### BRIEF
Reproduce the records below, swapping every occurrence of "sample" for "template" and leaving everything else unchanged.

=== MATERIAL FOR THE TASK ===

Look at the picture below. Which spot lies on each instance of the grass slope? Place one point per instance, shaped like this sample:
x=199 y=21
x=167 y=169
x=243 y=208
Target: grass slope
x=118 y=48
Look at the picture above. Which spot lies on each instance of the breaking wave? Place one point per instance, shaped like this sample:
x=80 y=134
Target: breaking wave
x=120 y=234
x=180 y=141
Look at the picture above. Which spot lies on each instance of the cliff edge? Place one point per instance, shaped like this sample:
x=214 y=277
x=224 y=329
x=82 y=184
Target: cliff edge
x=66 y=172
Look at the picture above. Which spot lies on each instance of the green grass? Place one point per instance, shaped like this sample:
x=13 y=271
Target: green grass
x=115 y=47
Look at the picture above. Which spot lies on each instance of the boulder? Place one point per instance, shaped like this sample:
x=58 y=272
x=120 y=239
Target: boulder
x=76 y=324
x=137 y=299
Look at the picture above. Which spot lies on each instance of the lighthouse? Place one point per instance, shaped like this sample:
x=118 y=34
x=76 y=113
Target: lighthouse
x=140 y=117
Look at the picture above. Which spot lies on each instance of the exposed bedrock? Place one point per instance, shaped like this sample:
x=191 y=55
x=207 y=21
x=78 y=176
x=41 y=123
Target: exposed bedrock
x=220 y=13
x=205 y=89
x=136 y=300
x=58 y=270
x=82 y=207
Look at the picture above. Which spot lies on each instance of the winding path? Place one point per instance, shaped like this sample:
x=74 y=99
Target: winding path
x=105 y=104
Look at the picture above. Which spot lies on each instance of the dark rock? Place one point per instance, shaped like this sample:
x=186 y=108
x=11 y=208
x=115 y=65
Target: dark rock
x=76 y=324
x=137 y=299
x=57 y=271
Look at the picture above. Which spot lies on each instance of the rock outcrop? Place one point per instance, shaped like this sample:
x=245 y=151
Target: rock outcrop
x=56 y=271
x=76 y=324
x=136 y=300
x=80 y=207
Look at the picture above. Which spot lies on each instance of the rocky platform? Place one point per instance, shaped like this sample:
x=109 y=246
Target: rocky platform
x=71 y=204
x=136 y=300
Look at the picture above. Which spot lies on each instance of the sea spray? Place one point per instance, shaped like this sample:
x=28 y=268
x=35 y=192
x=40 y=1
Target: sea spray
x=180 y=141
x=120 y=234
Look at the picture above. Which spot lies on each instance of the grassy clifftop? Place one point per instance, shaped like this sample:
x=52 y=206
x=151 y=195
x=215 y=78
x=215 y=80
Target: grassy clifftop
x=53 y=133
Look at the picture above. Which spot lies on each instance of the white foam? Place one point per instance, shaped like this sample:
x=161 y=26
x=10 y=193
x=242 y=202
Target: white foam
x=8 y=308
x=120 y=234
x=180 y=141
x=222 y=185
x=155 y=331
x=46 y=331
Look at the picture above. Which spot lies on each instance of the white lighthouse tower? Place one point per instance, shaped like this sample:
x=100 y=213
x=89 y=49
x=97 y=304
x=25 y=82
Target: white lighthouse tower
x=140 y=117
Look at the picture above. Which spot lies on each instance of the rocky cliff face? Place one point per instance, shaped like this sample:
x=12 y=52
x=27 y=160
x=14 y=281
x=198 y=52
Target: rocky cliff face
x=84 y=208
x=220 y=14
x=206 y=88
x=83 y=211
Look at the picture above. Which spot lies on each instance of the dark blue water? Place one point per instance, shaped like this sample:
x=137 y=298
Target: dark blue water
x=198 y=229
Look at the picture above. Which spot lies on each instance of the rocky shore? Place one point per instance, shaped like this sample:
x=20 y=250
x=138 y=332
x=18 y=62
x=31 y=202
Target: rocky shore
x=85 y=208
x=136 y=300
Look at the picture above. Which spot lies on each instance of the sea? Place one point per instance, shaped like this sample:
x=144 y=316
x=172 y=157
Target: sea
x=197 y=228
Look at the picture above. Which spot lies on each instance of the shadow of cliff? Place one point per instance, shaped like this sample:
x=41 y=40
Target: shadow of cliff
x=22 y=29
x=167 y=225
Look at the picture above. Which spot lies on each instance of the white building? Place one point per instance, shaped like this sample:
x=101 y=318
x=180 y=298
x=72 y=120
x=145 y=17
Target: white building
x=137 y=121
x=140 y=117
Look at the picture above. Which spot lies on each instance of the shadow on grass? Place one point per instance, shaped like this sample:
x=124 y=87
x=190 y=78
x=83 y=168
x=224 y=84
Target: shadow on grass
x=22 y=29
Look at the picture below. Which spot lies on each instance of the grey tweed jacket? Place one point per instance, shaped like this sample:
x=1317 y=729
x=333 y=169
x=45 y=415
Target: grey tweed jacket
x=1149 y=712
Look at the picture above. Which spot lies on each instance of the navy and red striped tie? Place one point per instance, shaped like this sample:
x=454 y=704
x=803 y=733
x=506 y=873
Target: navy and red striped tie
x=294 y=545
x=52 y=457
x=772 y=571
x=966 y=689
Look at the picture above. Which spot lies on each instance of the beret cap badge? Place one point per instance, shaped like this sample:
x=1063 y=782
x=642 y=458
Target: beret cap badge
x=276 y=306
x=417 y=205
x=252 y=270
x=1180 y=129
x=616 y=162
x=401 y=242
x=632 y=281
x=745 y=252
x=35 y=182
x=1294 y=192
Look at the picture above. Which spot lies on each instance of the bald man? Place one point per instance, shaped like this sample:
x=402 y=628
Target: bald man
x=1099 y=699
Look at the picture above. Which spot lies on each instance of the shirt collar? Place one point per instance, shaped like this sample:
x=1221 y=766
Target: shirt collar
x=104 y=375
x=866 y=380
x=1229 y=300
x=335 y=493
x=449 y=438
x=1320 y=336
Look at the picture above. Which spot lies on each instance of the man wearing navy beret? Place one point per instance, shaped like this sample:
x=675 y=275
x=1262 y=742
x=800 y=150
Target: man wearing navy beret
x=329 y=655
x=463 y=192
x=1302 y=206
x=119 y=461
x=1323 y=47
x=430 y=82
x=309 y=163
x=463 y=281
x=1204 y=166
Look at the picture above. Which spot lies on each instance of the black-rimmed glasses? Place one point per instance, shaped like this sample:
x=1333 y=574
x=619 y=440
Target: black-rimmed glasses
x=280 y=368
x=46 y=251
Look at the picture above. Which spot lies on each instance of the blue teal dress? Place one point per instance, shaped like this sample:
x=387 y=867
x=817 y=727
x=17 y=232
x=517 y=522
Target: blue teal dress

===

### FINISHED EXERCISE
Look at the picture below. Which spot lies on each instance of the grass slope? Place one point per instance, shaped like this template:
x=199 y=21
x=167 y=169
x=243 y=208
Target: grass slope
x=118 y=48
Look at the picture above. Which spot lies on each instance of the breaking wave? Place one point per instance, shaped like this template:
x=80 y=134
Target: breaking wave
x=120 y=234
x=180 y=141
Look at the picture above. Which spot lies on each instance of the cliff edge? Place one point per instance, shaped like this template:
x=214 y=277
x=224 y=329
x=82 y=184
Target: cliff edge
x=66 y=172
Look at the picture above. Which spot lies on each instance of the green grass? Place one point per instance, shaped like this template:
x=13 y=271
Target: green grass
x=115 y=47
Look at the picture above. Which spot lies on each instance of the boulder? Place one point per instance, shaped like this template:
x=58 y=272
x=120 y=239
Target: boulder
x=76 y=324
x=137 y=299
Look at the picture above. Which spot lies on each instance of the lighthouse? Place one point per instance, shaped like this template:
x=118 y=34
x=76 y=113
Target: lighthouse
x=140 y=117
Look at the picture above. Which spot lies on each instance of the exposed bedrock? Place one point per instance, shaped like this template:
x=191 y=55
x=207 y=21
x=78 y=176
x=41 y=123
Target: exposed bedrock
x=220 y=13
x=205 y=89
x=136 y=300
x=58 y=270
x=82 y=207
Look at the picture above. Which spot lies on each instance of the winding path? Place one point per instance, shaped like this template:
x=74 y=99
Target: winding path
x=105 y=104
Look at the picture above. Which spot lies on each instance of the dark rock? Place one point per instance, shaped like this template:
x=186 y=108
x=11 y=208
x=115 y=65
Target: dark rock
x=76 y=324
x=137 y=299
x=57 y=271
Look at the picture above. Which spot lies on each instance of the rock outcrop? Place one point per instance, shaped like this template:
x=245 y=151
Target: rock outcrop
x=56 y=271
x=76 y=324
x=136 y=300
x=80 y=207
Look at the picture above. Which spot lies on each instance of the rocky platform? Place one point per instance, shaped like this template:
x=109 y=246
Target: rocky platform
x=71 y=204
x=136 y=300
Look at the picture above. Which spot lies on each instance of the sea spray? Place one point per instance, shaped like this template:
x=28 y=268
x=35 y=192
x=40 y=1
Target: sea spray
x=180 y=141
x=120 y=234
Look at the picture above. Which spot lies on each instance of the grassy clifftop? Place one point per instance, shaped like this template:
x=52 y=206
x=151 y=195
x=215 y=78
x=215 y=80
Target: grassy clifftop
x=53 y=133
Look at the picture above. Which spot lies on each instance of the white foam? Place one point per instance, shaped like this template:
x=161 y=26
x=10 y=193
x=242 y=202
Target: white foam
x=8 y=308
x=120 y=234
x=180 y=141
x=222 y=185
x=155 y=331
x=46 y=331
Look at the picture above. Which spot lies on each instance of the white lighthouse tower? Place one point per instance, shaped like this template:
x=100 y=213
x=89 y=49
x=97 y=304
x=25 y=82
Target: white lighthouse tower
x=140 y=117
Look at the picture above. Which spot lies on each instance of the rocky cliff face? Place one point per instance, shaped like this template:
x=12 y=52
x=27 y=160
x=14 y=281
x=198 y=52
Target: rocky cliff face
x=84 y=208
x=220 y=14
x=206 y=88
x=83 y=211
Look at the picture above. Which spot lies on each instance of the dark blue water? Place one point per instance, shaped like this template:
x=137 y=298
Target: dark blue water
x=198 y=229
Look at the picture above. Which spot lies on each instance of the rocky shore? Place one point per instance, shaped like this template:
x=20 y=250
x=138 y=332
x=18 y=62
x=31 y=202
Target: rocky shore
x=85 y=208
x=136 y=300
Look at the picture above. Which spot lies on each instance of the sea? Place one point per instance, shaped like this template:
x=144 y=316
x=172 y=157
Target: sea
x=197 y=228
Look at the picture above. Which spot lies on each instance of the shadow of cliff? Place one point per instance, shaped like this template:
x=41 y=40
Target: shadow of cliff
x=22 y=29
x=167 y=225
Look at the picture above. Which spot lies on each instance of the white building? Place one point per instance, shaped like this template:
x=101 y=318
x=180 y=298
x=72 y=120
x=145 y=17
Target: white building
x=137 y=121
x=140 y=117
Look at the picture above. Which spot lies on each instance of the shadow on grass? Place one point per instance, shaped like this template:
x=124 y=87
x=190 y=78
x=83 y=168
x=224 y=84
Target: shadow on grass
x=22 y=29
Look at the picture below. Which spot lies on each instance of the grey tweed jacket? Place one point per instance, shaped like this template:
x=1317 y=729
x=333 y=169
x=45 y=415
Target: grey tweed jacket
x=1149 y=712
Look at the picture above. Which spot lies on each instance of the navy and red striped tie? Place one point per instance, shaped like this template:
x=454 y=704
x=803 y=733
x=506 y=873
Target: navy and red striped tie
x=294 y=545
x=52 y=457
x=772 y=571
x=966 y=689
Look at the picture above. Which spot lies on each instance of the beret cap badge? Place one point per instance, shaped like this template:
x=1063 y=782
x=642 y=458
Target: beret cap badge
x=276 y=306
x=417 y=205
x=252 y=270
x=1180 y=129
x=616 y=162
x=401 y=242
x=632 y=281
x=745 y=252
x=35 y=182
x=1294 y=192
Look at the picture above. Which spot lies on each instance of the bald man? Place one point per instance, shaped like this template:
x=402 y=628
Target: bald man
x=1099 y=699
Look at the picture above. Which spot lies on each instance of the shirt collar? Place one point per instance, shaped like this template:
x=1221 y=766
Target: shirt collar
x=104 y=375
x=866 y=380
x=1229 y=300
x=335 y=493
x=449 y=438
x=1320 y=336
Look at the picture above. Which spot lies on each instance of the man wearing navy beret? Place one point per instance, shaped like this template:
x=675 y=275
x=1262 y=742
x=800 y=150
Target: man wearing navy beret
x=329 y=655
x=463 y=192
x=1302 y=206
x=119 y=461
x=1323 y=47
x=430 y=82
x=309 y=163
x=463 y=281
x=1204 y=166
Look at the picture above. Which spot lies on each instance of the black-rimmed glasses? Place one point per instance, shaped like this template:
x=1333 y=574
x=619 y=440
Target: black-rimmed glasses
x=280 y=368
x=46 y=251
Look at the picture above. Which spot lies on each instance of the blue teal dress? Place one point per instance, shaped like this template:
x=387 y=867
x=817 y=727
x=17 y=232
x=517 y=522
Target: blue teal dress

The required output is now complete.